(RECORDED DATA begins)
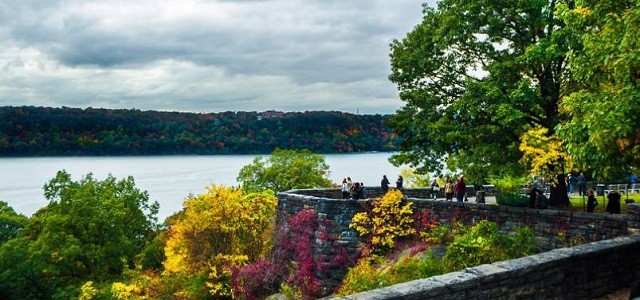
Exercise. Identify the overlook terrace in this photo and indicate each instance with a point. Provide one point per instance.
(607, 262)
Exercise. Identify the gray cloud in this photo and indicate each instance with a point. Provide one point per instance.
(292, 55)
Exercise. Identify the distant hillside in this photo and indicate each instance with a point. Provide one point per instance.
(40, 131)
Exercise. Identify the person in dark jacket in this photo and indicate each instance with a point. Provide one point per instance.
(384, 184)
(613, 206)
(460, 189)
(399, 182)
(533, 196)
(592, 202)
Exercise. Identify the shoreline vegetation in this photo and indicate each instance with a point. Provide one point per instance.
(29, 131)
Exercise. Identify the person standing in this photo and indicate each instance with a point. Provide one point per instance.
(613, 206)
(399, 182)
(435, 188)
(460, 189)
(345, 189)
(384, 184)
(533, 196)
(592, 202)
(582, 184)
(448, 189)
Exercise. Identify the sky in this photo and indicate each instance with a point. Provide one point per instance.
(203, 56)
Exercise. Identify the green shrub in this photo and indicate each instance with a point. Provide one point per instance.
(512, 200)
(467, 247)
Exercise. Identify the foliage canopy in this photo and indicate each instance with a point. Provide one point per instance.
(284, 170)
(90, 230)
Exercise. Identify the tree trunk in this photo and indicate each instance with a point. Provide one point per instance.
(559, 196)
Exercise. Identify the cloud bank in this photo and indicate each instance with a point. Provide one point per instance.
(202, 56)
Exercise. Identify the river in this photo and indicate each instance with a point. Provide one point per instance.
(167, 179)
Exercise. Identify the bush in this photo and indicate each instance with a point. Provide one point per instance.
(512, 200)
(388, 221)
(468, 247)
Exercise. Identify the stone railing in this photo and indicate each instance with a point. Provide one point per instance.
(587, 271)
(552, 228)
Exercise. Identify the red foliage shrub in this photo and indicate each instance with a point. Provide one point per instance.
(257, 280)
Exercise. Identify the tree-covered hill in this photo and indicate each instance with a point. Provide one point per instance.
(39, 131)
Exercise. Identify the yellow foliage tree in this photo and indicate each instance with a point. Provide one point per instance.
(388, 221)
(544, 153)
(221, 228)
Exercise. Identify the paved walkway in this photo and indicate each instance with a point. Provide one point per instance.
(487, 199)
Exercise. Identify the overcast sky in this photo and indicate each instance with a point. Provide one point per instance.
(203, 56)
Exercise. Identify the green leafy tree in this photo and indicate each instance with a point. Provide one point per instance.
(11, 223)
(90, 230)
(285, 170)
(475, 76)
(601, 130)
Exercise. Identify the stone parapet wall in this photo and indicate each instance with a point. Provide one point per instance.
(587, 271)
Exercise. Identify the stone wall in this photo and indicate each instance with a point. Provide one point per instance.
(552, 229)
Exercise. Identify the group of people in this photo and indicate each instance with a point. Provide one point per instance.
(352, 190)
(459, 188)
(384, 183)
(613, 203)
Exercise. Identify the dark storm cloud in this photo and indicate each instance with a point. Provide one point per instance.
(202, 55)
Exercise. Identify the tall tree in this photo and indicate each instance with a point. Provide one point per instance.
(603, 118)
(475, 76)
(285, 170)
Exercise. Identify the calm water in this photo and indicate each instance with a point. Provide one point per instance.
(168, 179)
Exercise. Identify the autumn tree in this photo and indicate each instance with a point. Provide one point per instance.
(284, 170)
(218, 230)
(475, 76)
(90, 230)
(603, 116)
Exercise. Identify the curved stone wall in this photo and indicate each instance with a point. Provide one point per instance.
(548, 225)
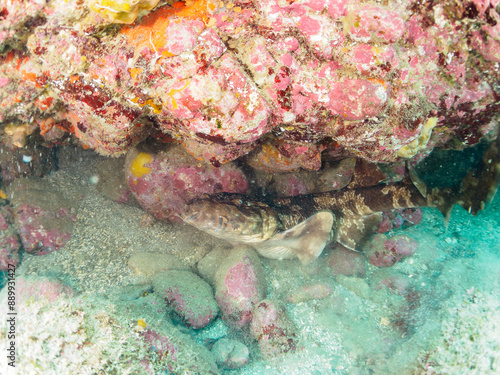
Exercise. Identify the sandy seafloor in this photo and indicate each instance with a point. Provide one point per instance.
(453, 329)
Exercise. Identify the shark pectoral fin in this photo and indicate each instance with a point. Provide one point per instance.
(354, 230)
(306, 240)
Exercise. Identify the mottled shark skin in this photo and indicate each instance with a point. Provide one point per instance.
(301, 226)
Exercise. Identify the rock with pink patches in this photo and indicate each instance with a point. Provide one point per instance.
(49, 289)
(343, 261)
(27, 161)
(401, 244)
(9, 240)
(239, 286)
(111, 181)
(231, 354)
(188, 295)
(371, 23)
(395, 281)
(395, 219)
(219, 106)
(355, 99)
(273, 329)
(310, 292)
(176, 352)
(163, 178)
(44, 216)
(101, 121)
(216, 154)
(382, 251)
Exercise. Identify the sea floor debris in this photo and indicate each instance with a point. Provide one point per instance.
(432, 312)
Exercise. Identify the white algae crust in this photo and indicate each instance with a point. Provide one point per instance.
(435, 312)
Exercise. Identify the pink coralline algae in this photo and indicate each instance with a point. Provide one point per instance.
(163, 180)
(9, 240)
(273, 329)
(385, 252)
(44, 216)
(291, 80)
(188, 295)
(239, 286)
(343, 261)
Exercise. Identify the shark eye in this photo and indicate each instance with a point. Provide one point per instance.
(222, 221)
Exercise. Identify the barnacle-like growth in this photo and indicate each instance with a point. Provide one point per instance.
(15, 135)
(121, 11)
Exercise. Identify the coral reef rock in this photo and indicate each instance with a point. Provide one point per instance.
(289, 80)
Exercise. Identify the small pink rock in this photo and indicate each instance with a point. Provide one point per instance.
(385, 252)
(375, 24)
(163, 178)
(401, 244)
(346, 262)
(189, 295)
(44, 215)
(273, 329)
(239, 285)
(230, 354)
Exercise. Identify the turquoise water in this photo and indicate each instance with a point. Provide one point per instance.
(440, 315)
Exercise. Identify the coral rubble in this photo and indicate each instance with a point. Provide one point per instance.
(292, 79)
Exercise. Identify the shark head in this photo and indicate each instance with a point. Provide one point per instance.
(257, 225)
(234, 221)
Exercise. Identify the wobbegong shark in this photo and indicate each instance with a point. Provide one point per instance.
(302, 226)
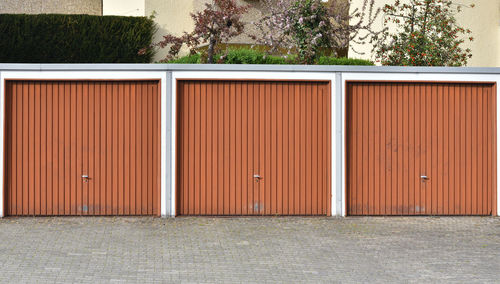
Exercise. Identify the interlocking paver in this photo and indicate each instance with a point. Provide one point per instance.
(249, 250)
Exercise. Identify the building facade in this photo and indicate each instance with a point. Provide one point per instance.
(91, 7)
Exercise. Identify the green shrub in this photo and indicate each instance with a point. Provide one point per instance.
(188, 59)
(52, 38)
(251, 56)
(324, 60)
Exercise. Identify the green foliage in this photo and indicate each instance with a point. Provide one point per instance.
(325, 60)
(309, 27)
(426, 34)
(51, 38)
(250, 56)
(188, 59)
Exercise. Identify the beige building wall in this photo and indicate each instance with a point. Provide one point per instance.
(173, 16)
(483, 20)
(91, 7)
(123, 8)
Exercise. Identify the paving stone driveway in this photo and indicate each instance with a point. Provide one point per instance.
(245, 250)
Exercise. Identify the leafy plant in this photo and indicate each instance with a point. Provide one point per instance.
(52, 38)
(217, 23)
(312, 28)
(250, 56)
(426, 35)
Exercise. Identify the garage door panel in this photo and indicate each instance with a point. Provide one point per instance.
(59, 131)
(269, 129)
(442, 131)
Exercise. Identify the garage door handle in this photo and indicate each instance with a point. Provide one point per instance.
(85, 178)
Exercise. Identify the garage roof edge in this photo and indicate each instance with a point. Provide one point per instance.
(243, 68)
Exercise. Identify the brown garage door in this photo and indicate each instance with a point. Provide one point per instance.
(59, 132)
(421, 149)
(253, 148)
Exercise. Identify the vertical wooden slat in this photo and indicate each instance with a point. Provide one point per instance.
(278, 110)
(451, 149)
(286, 184)
(468, 149)
(98, 183)
(123, 190)
(251, 133)
(21, 119)
(244, 151)
(437, 129)
(9, 143)
(237, 185)
(50, 149)
(480, 153)
(91, 148)
(413, 175)
(84, 204)
(418, 120)
(37, 150)
(43, 149)
(493, 93)
(474, 154)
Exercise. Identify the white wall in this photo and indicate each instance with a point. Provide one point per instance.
(123, 8)
(483, 20)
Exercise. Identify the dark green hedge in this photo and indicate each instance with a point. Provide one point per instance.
(250, 56)
(51, 38)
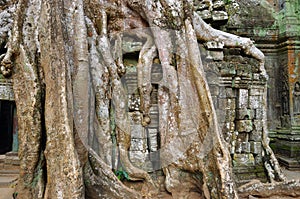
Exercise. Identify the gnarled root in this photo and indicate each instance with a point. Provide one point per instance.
(98, 177)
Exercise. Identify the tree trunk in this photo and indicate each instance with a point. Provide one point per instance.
(66, 62)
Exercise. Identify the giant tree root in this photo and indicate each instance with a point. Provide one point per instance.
(255, 188)
(98, 181)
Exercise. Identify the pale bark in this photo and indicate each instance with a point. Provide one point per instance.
(62, 52)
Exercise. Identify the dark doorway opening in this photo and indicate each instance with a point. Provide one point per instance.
(7, 117)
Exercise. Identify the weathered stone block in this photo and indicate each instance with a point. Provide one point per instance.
(258, 125)
(230, 93)
(245, 113)
(256, 91)
(137, 131)
(205, 14)
(246, 147)
(255, 136)
(244, 126)
(256, 147)
(259, 114)
(230, 115)
(243, 160)
(227, 104)
(238, 147)
(214, 90)
(219, 15)
(255, 102)
(218, 4)
(243, 98)
(229, 127)
(215, 55)
(138, 145)
(228, 70)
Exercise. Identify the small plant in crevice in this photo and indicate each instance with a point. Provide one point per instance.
(121, 174)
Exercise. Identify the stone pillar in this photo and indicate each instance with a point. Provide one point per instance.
(286, 142)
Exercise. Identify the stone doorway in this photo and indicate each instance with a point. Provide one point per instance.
(8, 127)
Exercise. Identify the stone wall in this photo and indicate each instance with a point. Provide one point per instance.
(237, 89)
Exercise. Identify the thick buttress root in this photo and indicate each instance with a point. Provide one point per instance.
(119, 101)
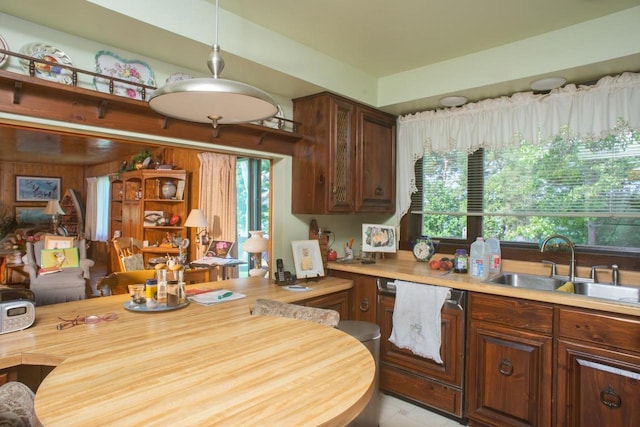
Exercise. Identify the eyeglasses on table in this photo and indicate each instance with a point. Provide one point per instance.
(69, 323)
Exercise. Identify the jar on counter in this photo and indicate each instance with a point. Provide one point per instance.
(461, 261)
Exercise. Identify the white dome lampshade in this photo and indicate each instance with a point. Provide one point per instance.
(213, 100)
(255, 245)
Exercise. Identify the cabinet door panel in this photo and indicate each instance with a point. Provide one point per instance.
(341, 158)
(509, 376)
(376, 162)
(597, 386)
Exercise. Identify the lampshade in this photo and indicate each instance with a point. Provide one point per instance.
(53, 208)
(213, 100)
(255, 245)
(197, 219)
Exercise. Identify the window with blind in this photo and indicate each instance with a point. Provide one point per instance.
(588, 191)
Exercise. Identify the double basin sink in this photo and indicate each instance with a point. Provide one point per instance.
(590, 289)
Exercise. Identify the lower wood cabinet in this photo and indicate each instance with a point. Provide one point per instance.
(364, 296)
(338, 301)
(598, 369)
(509, 362)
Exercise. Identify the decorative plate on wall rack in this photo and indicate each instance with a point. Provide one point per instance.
(178, 76)
(135, 70)
(50, 54)
(3, 56)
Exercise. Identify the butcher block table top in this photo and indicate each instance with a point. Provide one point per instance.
(199, 365)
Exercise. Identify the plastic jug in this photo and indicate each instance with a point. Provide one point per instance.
(495, 257)
(479, 259)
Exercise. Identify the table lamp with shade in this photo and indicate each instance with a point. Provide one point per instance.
(255, 245)
(197, 219)
(54, 209)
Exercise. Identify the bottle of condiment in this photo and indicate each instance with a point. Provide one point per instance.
(173, 293)
(161, 290)
(479, 259)
(151, 287)
(461, 261)
(495, 256)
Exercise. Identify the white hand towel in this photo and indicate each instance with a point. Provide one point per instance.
(416, 318)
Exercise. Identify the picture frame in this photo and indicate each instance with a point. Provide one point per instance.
(58, 242)
(379, 238)
(37, 188)
(60, 258)
(31, 215)
(219, 249)
(153, 218)
(307, 259)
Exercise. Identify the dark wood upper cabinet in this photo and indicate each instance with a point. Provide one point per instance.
(346, 161)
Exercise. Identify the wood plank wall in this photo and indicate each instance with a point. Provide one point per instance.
(75, 177)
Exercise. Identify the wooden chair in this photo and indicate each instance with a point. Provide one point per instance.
(323, 316)
(129, 252)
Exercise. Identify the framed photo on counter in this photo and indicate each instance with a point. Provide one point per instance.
(307, 258)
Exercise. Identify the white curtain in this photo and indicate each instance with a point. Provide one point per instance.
(91, 208)
(589, 112)
(96, 225)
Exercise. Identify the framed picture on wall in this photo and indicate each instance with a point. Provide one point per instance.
(37, 188)
(378, 238)
(33, 216)
(58, 242)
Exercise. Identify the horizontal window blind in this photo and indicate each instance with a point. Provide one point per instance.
(562, 178)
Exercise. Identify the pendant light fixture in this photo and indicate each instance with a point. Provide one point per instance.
(213, 100)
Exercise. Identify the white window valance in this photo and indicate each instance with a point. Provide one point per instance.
(587, 112)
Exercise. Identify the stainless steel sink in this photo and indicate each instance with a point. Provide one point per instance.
(610, 292)
(529, 281)
(589, 289)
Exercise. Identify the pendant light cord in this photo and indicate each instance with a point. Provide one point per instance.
(215, 43)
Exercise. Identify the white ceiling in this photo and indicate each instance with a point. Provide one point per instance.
(388, 37)
(370, 40)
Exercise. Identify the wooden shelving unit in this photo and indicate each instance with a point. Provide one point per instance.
(140, 208)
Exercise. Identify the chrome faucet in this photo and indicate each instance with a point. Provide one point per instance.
(572, 261)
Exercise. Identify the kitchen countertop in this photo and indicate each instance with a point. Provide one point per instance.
(404, 267)
(199, 365)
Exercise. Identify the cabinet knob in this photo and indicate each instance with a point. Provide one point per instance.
(610, 398)
(506, 368)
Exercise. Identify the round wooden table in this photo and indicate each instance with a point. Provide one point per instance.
(206, 366)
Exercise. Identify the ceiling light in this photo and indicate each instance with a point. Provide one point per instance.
(453, 101)
(548, 84)
(213, 100)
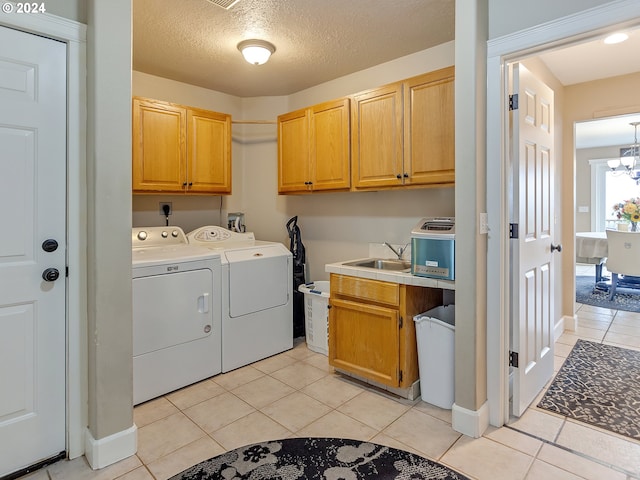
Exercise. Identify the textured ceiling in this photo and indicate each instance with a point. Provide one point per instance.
(195, 41)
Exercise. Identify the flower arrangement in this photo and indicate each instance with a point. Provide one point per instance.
(629, 210)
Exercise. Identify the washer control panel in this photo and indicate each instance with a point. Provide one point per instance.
(213, 235)
(157, 236)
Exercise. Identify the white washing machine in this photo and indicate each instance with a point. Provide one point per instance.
(257, 295)
(176, 312)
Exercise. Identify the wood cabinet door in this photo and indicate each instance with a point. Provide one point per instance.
(376, 146)
(364, 340)
(159, 146)
(329, 146)
(293, 152)
(208, 152)
(429, 128)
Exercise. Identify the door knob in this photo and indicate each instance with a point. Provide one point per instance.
(50, 275)
(49, 245)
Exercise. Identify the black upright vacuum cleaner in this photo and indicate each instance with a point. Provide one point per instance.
(297, 249)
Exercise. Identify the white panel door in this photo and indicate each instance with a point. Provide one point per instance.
(532, 256)
(32, 199)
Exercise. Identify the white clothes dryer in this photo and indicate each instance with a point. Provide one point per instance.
(257, 295)
(176, 312)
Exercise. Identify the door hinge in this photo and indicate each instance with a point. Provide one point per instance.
(513, 359)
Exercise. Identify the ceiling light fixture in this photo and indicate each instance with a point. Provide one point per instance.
(256, 52)
(629, 161)
(616, 38)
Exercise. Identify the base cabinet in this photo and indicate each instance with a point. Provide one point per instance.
(371, 328)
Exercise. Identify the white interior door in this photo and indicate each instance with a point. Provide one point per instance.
(32, 198)
(531, 254)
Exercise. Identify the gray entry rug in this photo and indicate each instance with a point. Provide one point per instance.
(588, 293)
(599, 385)
(318, 458)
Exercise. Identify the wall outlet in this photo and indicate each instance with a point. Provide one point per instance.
(162, 208)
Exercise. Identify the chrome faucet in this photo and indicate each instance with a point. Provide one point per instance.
(398, 252)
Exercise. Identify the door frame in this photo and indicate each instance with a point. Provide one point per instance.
(74, 35)
(500, 52)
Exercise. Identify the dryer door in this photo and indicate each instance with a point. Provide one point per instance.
(259, 278)
(171, 309)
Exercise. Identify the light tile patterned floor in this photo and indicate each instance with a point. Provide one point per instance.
(296, 393)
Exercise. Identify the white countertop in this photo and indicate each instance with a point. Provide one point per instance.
(404, 278)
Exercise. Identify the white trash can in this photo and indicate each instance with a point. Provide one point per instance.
(316, 313)
(435, 332)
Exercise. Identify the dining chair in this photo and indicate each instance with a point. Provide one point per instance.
(623, 257)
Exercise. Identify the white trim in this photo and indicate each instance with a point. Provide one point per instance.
(74, 35)
(111, 449)
(472, 423)
(499, 50)
(568, 323)
(599, 169)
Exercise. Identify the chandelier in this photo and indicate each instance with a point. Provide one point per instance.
(629, 161)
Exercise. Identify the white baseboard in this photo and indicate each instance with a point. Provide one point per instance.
(111, 449)
(472, 423)
(567, 323)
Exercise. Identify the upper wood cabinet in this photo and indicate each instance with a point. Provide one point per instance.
(403, 133)
(429, 128)
(313, 148)
(178, 149)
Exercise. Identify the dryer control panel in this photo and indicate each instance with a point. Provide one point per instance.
(157, 236)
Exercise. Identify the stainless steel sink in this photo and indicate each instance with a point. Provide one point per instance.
(381, 264)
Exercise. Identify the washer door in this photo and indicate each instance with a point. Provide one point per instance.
(171, 309)
(258, 279)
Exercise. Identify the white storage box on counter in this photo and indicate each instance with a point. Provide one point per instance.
(433, 248)
(435, 335)
(316, 312)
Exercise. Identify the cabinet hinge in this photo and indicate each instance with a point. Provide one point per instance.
(513, 359)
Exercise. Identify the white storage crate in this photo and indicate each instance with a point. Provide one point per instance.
(316, 313)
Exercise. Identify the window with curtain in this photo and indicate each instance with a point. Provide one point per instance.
(608, 188)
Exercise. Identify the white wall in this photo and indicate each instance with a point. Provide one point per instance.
(334, 226)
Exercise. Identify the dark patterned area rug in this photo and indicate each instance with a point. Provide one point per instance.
(321, 458)
(588, 293)
(600, 385)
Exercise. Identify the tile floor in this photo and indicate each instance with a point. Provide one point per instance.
(296, 393)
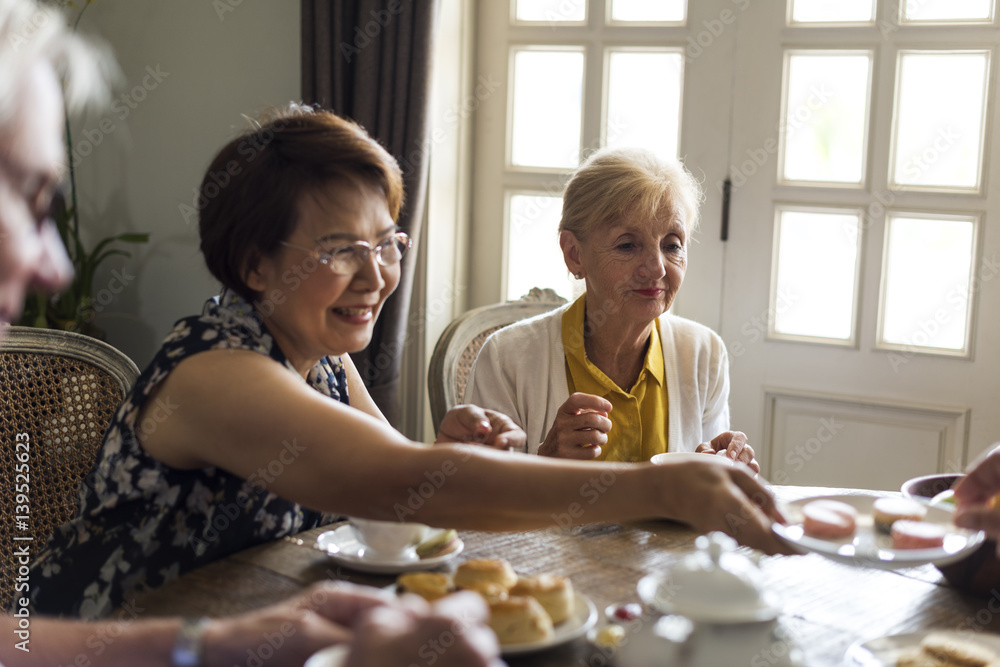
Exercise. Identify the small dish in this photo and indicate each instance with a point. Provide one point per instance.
(332, 656)
(867, 548)
(928, 486)
(344, 549)
(885, 651)
(679, 457)
(583, 619)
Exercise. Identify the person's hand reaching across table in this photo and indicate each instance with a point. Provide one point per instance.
(976, 495)
(733, 445)
(471, 423)
(727, 498)
(580, 428)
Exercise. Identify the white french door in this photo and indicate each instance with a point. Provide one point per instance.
(857, 291)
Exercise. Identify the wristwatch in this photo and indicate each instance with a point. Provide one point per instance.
(187, 648)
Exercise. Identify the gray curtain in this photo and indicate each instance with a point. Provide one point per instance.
(369, 60)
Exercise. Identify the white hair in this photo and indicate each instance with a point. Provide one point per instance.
(31, 32)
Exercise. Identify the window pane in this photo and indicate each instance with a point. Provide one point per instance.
(927, 279)
(939, 119)
(825, 117)
(548, 104)
(947, 10)
(833, 11)
(817, 259)
(551, 10)
(534, 258)
(644, 100)
(663, 11)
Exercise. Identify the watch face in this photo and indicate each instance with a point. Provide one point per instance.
(187, 648)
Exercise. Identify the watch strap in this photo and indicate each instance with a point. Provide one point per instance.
(188, 645)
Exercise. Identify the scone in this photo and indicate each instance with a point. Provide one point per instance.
(553, 592)
(520, 620)
(490, 591)
(954, 651)
(428, 585)
(494, 570)
(886, 511)
(914, 657)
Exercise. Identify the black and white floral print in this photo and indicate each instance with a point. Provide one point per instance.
(141, 523)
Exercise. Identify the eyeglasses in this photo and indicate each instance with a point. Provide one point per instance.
(348, 259)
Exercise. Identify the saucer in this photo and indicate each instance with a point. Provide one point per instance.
(344, 549)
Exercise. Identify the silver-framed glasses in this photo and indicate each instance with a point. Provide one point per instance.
(347, 259)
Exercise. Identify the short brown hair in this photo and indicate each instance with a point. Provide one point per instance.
(249, 199)
(616, 181)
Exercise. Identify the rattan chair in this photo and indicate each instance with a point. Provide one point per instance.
(459, 345)
(58, 392)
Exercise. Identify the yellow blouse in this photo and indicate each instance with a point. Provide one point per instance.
(639, 416)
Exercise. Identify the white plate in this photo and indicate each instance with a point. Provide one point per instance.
(884, 651)
(344, 549)
(335, 656)
(869, 548)
(583, 619)
(657, 591)
(680, 457)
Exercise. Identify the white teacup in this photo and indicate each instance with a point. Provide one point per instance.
(388, 539)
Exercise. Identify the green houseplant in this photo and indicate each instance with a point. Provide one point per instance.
(74, 309)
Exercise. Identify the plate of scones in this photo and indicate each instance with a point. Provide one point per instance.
(527, 612)
(875, 530)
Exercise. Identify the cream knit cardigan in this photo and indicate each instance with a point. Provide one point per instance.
(521, 371)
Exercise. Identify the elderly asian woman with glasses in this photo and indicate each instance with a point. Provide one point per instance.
(240, 431)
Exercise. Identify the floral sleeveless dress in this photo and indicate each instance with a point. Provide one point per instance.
(141, 523)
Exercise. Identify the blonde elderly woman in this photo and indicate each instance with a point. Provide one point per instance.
(613, 376)
(305, 243)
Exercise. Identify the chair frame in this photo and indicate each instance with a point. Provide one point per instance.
(75, 346)
(462, 332)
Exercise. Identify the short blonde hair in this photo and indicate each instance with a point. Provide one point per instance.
(32, 32)
(617, 181)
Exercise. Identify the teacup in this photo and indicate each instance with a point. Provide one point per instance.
(388, 539)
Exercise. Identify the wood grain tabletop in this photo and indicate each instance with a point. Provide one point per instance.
(826, 605)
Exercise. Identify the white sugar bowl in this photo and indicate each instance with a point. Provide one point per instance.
(710, 608)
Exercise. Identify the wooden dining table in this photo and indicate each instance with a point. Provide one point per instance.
(826, 605)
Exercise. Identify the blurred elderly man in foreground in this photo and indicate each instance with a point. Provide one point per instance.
(36, 52)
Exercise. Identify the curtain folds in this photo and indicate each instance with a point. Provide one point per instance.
(370, 60)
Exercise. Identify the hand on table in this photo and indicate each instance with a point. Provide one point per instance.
(710, 495)
(732, 444)
(471, 423)
(580, 428)
(449, 633)
(319, 616)
(975, 495)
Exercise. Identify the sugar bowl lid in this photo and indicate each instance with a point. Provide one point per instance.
(714, 584)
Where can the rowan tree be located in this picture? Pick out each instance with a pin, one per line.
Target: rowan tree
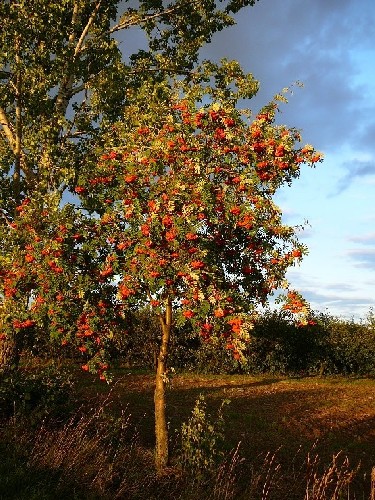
(RECORDED DATA ends)
### PROBLEM TO WORK ON
Reproduce every line from the preceding data in which the word "rowan" can be found.

### SOLVED EXERCISE
Where can the rowan tree be located in this picture? Pick out each instance with a pin, one per line.
Target: rowan tree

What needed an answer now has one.